## To do
[1] Please say whether each statement agrees with the Cristian Shpendi biography, answering yes or no and quoting the words that decide it: (a) Cristian scored 14 goals for the Cesena under-17 squad; (b) Cesena Primavera won the final of the Campionato Primavera 3 2020–21; (c) the twins' contract with Cesena was extended until 2025.
[2] Write a continuation of the Cristian Shpendi biography that picks up after its final sentence.

## Passage given

__________

Cristian Shpendi (born 19 May 2003) is an Albanian professional footballer who plays as a forward for Italian club Cesena and the Albania national under-21 team.

Club career

Early career - Cesena
Stiven was born in Ancona, Italy along with his twin Stiven from Albanian parents originally from Pukë who were immigrants since 1997 and thus they hold dual citizenship. Their first team was Real Metauro from where they moved at Delfino Fano, then to San Marino academy until they went to Cesena. Twins in life twins also in the field of play, playing their first competitive season for Cesena under-17 squad coached by Filippo Masolini in Allievi Nazionali U17, where the attacking duo made each 16 appearances with Cristian scoring 14 goals and Stiven 11. Then playing for Cesena Primavera under coach Giovanni Ceccarelli in Campionato Primavera 3 2020–21 with "twin" appearances and goals 15 and 13 each, the duo helped the side to reach the final losing only to Arezzo Primavera. For the next season 2021–22, promoted already at Primavera 2 Cristian scored 15 goals in 17 matches and helped by 23 goals of Stiven in just 20 matches which became league top-scorer, Cesena won the Championship gaining promotion now to Primavera 1 and also won the Primavera Supercup against Udinese Primavera beating them 4–1 with 2 goals from each twin. Meanwhile they were promoted also in the first team in the 2021–22 Serie C where Cristian made his professional debut under coach William Viali on 25 September 2021 against Olbia starting and playing for 57 minutes before being replaced by Salvatore Caturano which managed to score the winning goal in the 90+4' minute with Cesena taking an away 0–1 win. On 25 February 2022 the twins extended their contract with Cesena until 2025.

__________

## Data provided
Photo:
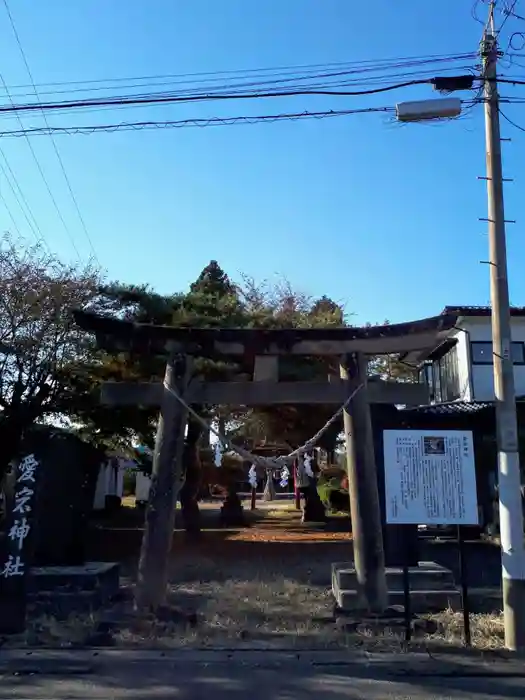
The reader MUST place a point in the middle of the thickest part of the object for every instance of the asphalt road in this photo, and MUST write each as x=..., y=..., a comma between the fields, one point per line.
x=236, y=679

__________

## Task results
[1]
(a) Yes: "with Cristian scoring 14 goals and Stiven 11"
(b) No: "the duo helped the side to reach the final losing only to Arezzo Primavera"
(c) Yes: "the twins extended their contract with Cesena until 2025"

[2]
International career
Shpendi was called up to the Albania national under-19 team by coach Armando Cungu for several friendlies during 2021 playing almost all matches as a starter collecting 5 appearances and scoring 2 times.

In November 2021, he was called up to participate in the 2020 UEFA European Under-19 Championship qualification Group 7 where his side were shorted to play against France, Serbia and North Macedonia. He made his competitive debut in the first match versus France substituting in at half time exactly for his twin Stiven where his side was beaten 4–0. Then for the next game against serbia 3 days later, he started from the bench and was brought in at 72nd minute with Albania U19 down to 1–0 also with Serbia scoring more 5 minutes later but Albania scoring two times in 84th minute with Henrik Nerguti and Shpendi 4 minutes later to get an important draw to keep fighting for a qualification in the next round. In the closing match against North Macedonia he came on only in the last few minutes with Albania U19 collecting a 3–1 victory to go on 4 points same as Serbia but failing to qualify due to the goal difference thus ranking in the 3rd place of the group.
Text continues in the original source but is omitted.